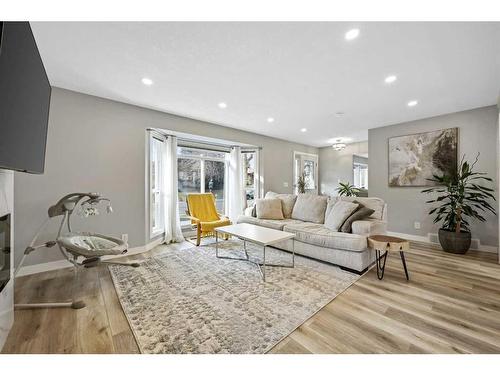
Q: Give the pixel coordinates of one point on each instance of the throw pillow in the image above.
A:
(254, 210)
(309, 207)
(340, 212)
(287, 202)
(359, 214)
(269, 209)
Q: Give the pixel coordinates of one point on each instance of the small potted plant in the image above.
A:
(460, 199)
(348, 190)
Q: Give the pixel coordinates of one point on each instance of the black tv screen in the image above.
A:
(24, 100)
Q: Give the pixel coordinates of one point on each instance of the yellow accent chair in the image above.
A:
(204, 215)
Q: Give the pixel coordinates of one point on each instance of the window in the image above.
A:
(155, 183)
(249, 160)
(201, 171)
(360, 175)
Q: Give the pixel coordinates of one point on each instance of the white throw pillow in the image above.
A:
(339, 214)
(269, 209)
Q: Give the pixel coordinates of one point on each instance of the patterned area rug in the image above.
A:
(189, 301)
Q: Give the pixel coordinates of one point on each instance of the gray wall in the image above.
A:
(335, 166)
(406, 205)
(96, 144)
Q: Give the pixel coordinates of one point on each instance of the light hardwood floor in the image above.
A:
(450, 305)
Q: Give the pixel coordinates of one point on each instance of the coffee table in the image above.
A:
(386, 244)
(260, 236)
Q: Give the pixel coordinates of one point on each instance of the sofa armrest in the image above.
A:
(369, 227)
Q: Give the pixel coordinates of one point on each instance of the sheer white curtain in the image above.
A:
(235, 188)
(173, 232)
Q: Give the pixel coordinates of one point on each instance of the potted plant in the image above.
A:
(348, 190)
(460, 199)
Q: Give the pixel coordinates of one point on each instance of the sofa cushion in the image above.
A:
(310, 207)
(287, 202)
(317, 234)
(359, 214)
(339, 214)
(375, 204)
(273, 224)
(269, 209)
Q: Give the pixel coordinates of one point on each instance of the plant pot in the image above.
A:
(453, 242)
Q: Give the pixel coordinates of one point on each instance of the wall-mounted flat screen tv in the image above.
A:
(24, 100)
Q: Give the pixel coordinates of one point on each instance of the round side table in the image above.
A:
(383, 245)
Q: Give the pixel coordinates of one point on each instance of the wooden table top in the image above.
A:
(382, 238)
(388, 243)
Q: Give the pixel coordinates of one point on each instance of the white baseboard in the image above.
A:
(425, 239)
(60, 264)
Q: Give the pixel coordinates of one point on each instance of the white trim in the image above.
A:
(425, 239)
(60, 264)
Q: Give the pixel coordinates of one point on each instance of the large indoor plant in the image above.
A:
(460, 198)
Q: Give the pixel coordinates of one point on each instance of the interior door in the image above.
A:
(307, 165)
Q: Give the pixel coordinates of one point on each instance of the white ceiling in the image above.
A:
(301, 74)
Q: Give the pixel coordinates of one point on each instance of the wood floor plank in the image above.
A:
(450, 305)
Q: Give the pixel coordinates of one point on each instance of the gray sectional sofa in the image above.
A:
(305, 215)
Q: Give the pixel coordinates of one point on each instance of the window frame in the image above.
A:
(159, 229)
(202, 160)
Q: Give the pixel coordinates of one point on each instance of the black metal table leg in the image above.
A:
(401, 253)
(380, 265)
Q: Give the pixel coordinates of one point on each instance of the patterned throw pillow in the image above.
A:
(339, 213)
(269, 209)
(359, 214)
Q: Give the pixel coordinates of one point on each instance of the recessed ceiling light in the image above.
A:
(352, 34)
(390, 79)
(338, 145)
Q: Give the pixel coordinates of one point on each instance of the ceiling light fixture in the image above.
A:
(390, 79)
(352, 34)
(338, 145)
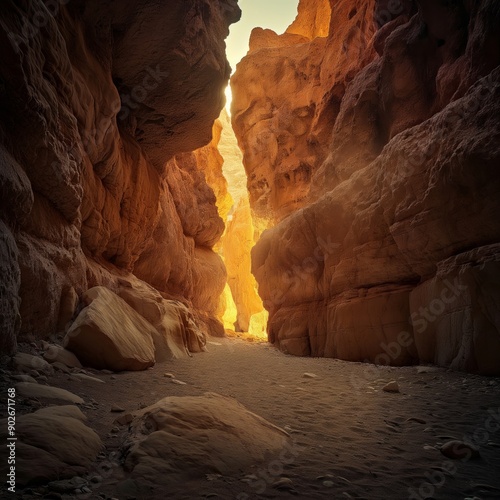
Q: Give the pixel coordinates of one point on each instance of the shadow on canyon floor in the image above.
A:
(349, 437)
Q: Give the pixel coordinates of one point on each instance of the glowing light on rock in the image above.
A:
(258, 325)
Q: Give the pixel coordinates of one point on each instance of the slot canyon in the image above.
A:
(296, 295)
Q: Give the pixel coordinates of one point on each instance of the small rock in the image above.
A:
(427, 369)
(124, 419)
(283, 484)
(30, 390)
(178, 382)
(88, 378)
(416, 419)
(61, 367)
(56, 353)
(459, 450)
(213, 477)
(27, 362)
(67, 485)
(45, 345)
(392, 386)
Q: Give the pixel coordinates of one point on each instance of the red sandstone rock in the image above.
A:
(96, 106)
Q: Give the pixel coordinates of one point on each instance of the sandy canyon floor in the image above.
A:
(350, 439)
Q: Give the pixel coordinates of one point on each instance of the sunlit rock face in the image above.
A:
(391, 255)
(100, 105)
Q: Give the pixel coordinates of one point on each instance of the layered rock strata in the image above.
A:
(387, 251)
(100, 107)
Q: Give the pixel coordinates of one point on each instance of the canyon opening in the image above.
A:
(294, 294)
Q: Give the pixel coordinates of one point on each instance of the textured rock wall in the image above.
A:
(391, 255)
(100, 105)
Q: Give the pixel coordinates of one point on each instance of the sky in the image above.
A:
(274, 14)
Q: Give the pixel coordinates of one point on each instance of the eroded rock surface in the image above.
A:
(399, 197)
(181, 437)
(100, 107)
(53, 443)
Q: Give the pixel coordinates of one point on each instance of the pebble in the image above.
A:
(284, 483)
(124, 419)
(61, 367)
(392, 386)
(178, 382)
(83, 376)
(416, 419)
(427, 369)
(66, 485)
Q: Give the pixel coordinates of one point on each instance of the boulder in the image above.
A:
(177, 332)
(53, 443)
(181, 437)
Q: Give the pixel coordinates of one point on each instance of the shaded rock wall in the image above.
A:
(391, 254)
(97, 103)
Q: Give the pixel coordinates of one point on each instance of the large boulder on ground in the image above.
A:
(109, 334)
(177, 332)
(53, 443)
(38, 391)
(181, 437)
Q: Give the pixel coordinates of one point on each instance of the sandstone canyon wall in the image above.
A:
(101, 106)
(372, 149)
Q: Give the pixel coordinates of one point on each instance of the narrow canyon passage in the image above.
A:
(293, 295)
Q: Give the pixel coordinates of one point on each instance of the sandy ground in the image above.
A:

Instructions for the task: What is needed is an exact copy of the records above, with no pictures in it.

Task answer:
Q: Give the pixel coordinates of one point on each instance of the throw pillow in the image above.
A:
(254, 210)
(309, 207)
(340, 212)
(287, 202)
(359, 214)
(269, 209)
Q: Give the pixel coordinates of one point on each instance of the small potted plant in the image above.
A:
(460, 199)
(348, 190)
Q: Give the pixel coordinates of one point on each instance of the black tv screen in the image above.
A:
(24, 100)
Q: Give the pixel coordinates of one point on each instance of the yellow accent chair in the image above.
A:
(204, 215)
Q: Give the pixel coordinates of one point on each instance of the window in the image above.
A:
(155, 183)
(249, 160)
(201, 171)
(360, 175)
Q: Give the pixel coordinates of one point on each instance of the white throw pillow in the image above.
A:
(339, 214)
(269, 209)
Q: Give the pixel coordinates of one point on each instance of the patterned area rug in the image above.
A:
(189, 301)
Q: Give the pixel coordinates of one point on each instance of the gray wall in the image above.
A:
(335, 166)
(406, 205)
(96, 144)
Q: Give the pixel coordinates of one point on each instance of the light hardwood floor in the image above.
A:
(450, 305)
Q: Give the pixel coordinates of one point on each instance of the coffee table in the image above.
A:
(386, 244)
(260, 236)
Q: Give the pixel coordinates of one point on each instance of the sofa armrest in the image above.
A:
(369, 227)
Q: Give the pixel coordinates of one point on each instance of the sheer white curtain in the image above.
A:
(235, 188)
(173, 232)
Q: Give the pixel coordinates of one point on each instance of the potted plant in the image above.
A:
(348, 190)
(460, 199)
Q: Give the pixel coordinates of one point on each instance of the sofa cushion in the image above.
A:
(310, 207)
(287, 202)
(317, 234)
(359, 214)
(339, 214)
(375, 204)
(273, 224)
(269, 209)
Q: Give the pixel coordinates of one point on each instance of the plant pot in the image above.
A:
(453, 242)
Q: Give the pixel coordinates of one point on each instance of the wall-mounted flat screen tv in the image above.
A:
(24, 100)
Q: Give the pixel coordinates of one point on each instance of the round side table in the image above.
A:
(383, 245)
Q: Give the pixel coordinates of one point on each instance of the wooden table top in the image above.
A:
(382, 238)
(388, 243)
Q: Give the pixel coordinates of one point on each instance of the white baseboard in the image above.
A:
(425, 239)
(60, 264)
Q: Give the pixel coordinates of one point on each instance of the white trim in the image above.
A:
(425, 239)
(60, 264)
Q: Give the pixel coordinates of one point on each instance of the large indoor plant in the image above.
A:
(460, 198)
Q: Give the pixel coordinates of one point on each instance of the interior door in the image above.
A:
(307, 165)
Q: Give the pixel coordinates of one point on each instance of the white ceiling in the image above.
A:
(301, 74)
Q: Give the pixel coordinates of one point on each instance of the wood floor plank in the image above.
A:
(450, 305)
Q: Give the pixel coordinates of one point on each instance of the gray sectional sofa in the image above.
A:
(305, 215)
Q: Give the pixel coordinates of one point on each instance of the window frame in the image above.
A:
(159, 229)
(202, 160)
Q: Give the pixel coordinates of one point on each instance of the black metal table leg in the image above.
A:
(401, 253)
(380, 265)
Q: Give the pixel coordinates of one point on each instance of the patterned throw pillow in the image above.
A:
(339, 213)
(269, 209)
(359, 214)
Q: Give the pixel coordinates of one point on each instance of the recessed ceiling light in the image above.
A:
(352, 34)
(390, 79)
(338, 145)
Q: Give the pixel coordinates of one point on each instance of the ceiling light fixture in the image above.
A:
(390, 79)
(352, 34)
(338, 145)
Q: Give the pixel coordinates of one point on each instance of the shadow on canyon floor in the image above.
A:
(349, 437)
Q: Give the pixel coordinates of one point on each instance of the glowing light on rock in the image above.
A:
(258, 325)
Q: Give the pixel coordinates of one point on each instance of the slot canyon in the image above.
A:
(296, 295)
Q: Give the pixel coordinates of one point on each instance of the small rock in the image above.
A:
(427, 369)
(124, 419)
(283, 484)
(30, 390)
(178, 382)
(88, 378)
(416, 419)
(61, 367)
(56, 353)
(459, 450)
(213, 477)
(27, 362)
(67, 485)
(45, 345)
(392, 386)
Q: Give the pixel coordinates of one point on each instance of the red sandstone rock in the image above.
A:
(96, 106)
Q: Give the pixel coordinates of one point on each instance of the sandy canyon floor in the image above.
A:
(350, 439)
Q: Give the pixel coordinates of one point on each instance of the sunlit rock face in the image above.
A:
(391, 255)
(100, 105)
Q: Give the pixel coordinates of one point on each instance of the layered rock strata in the image above.
A:
(387, 251)
(100, 107)
Q: Give the pixel coordinates of one point on each instance of the canyon opening in the image above.
A:
(294, 294)
Q: Give the pixel coordinates of one point on each instance of the textured rock wall in the image above.
A:
(391, 255)
(100, 105)
Q: Give the pixel coordinates of one point on each instance of the sky in the image above.
A:
(274, 14)
Q: Give the pixel coordinates of one point on each instance of the eroded rock surface in the image above.
A:
(399, 197)
(181, 437)
(100, 107)
(53, 443)
Q: Give the pixel coordinates of one point on each instance of the pebble in the image above.
A:
(284, 483)
(124, 419)
(61, 367)
(392, 386)
(178, 382)
(83, 376)
(416, 419)
(427, 369)
(66, 485)
Q: Give the pixel coordinates of one point on each instance of the boulder in the image above.
A:
(177, 332)
(53, 443)
(181, 437)
Q: Give the pixel coordinates of one point on each instance of the shaded rock wall in the image above.
A:
(391, 254)
(97, 103)
Q: Give the pixel coordinates of one point on each instance of the large boulder on ground in the image above.
A:
(109, 334)
(177, 332)
(53, 443)
(38, 391)
(181, 437)
Q: Give the pixel coordinates of one point on each instance of the sandstone canyon wall in the image above.
A:
(101, 106)
(372, 149)
Q: Give the pixel coordinates of one point on each instance of the narrow canyon passage in the image above.
A:
(293, 295)
Q: Give the pixel coordinates of one point on each instance of the sandy ground in the image above.
A:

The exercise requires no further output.